*REQUEST*
Find each line in the material below that contains the word "Target", and copy those lines.

[Some records]

┌──

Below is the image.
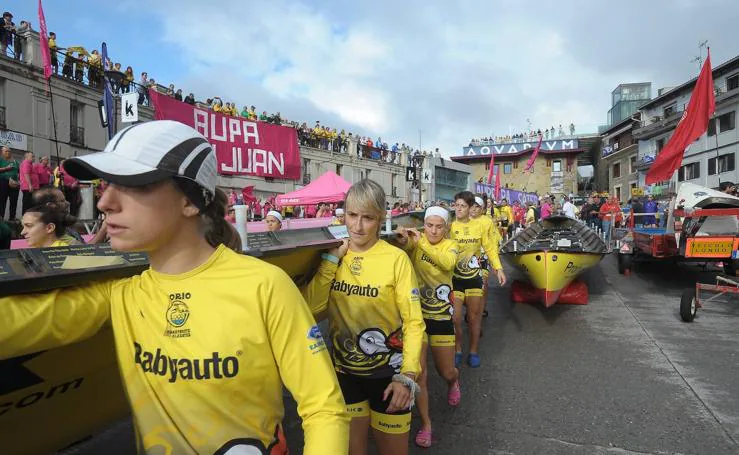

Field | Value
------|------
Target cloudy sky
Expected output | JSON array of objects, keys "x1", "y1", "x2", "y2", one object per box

[{"x1": 14, "y1": 0, "x2": 739, "y2": 156}]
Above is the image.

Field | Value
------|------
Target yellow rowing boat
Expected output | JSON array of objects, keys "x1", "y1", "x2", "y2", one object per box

[{"x1": 500, "y1": 214, "x2": 608, "y2": 307}]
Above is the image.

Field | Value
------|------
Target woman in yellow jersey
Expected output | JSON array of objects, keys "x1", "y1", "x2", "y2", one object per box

[
  {"x1": 0, "y1": 120, "x2": 349, "y2": 455},
  {"x1": 470, "y1": 193, "x2": 500, "y2": 318},
  {"x1": 449, "y1": 191, "x2": 505, "y2": 368},
  {"x1": 21, "y1": 202, "x2": 76, "y2": 248},
  {"x1": 397, "y1": 206, "x2": 462, "y2": 447},
  {"x1": 306, "y1": 179, "x2": 425, "y2": 455}
]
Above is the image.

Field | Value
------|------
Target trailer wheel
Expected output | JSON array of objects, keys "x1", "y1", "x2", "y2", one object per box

[
  {"x1": 724, "y1": 259, "x2": 739, "y2": 277},
  {"x1": 617, "y1": 253, "x2": 633, "y2": 275},
  {"x1": 680, "y1": 288, "x2": 698, "y2": 322}
]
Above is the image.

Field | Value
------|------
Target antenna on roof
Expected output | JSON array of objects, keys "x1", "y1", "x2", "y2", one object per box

[{"x1": 690, "y1": 40, "x2": 708, "y2": 71}]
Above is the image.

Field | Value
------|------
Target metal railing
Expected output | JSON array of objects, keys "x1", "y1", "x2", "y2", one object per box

[{"x1": 69, "y1": 125, "x2": 85, "y2": 145}]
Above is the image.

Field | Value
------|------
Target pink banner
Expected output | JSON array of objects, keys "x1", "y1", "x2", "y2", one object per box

[{"x1": 149, "y1": 90, "x2": 301, "y2": 180}]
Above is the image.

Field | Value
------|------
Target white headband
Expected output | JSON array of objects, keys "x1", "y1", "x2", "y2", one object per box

[
  {"x1": 423, "y1": 205, "x2": 449, "y2": 223},
  {"x1": 267, "y1": 210, "x2": 282, "y2": 223}
]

└──

*EXERCISE RESPONSE*
Target cloudy sky
Target yellow rowing boat
Target woman in yellow jersey
Target trailer wheel
Target antenna on roof
Target metal railing
Target pink banner
Target white headband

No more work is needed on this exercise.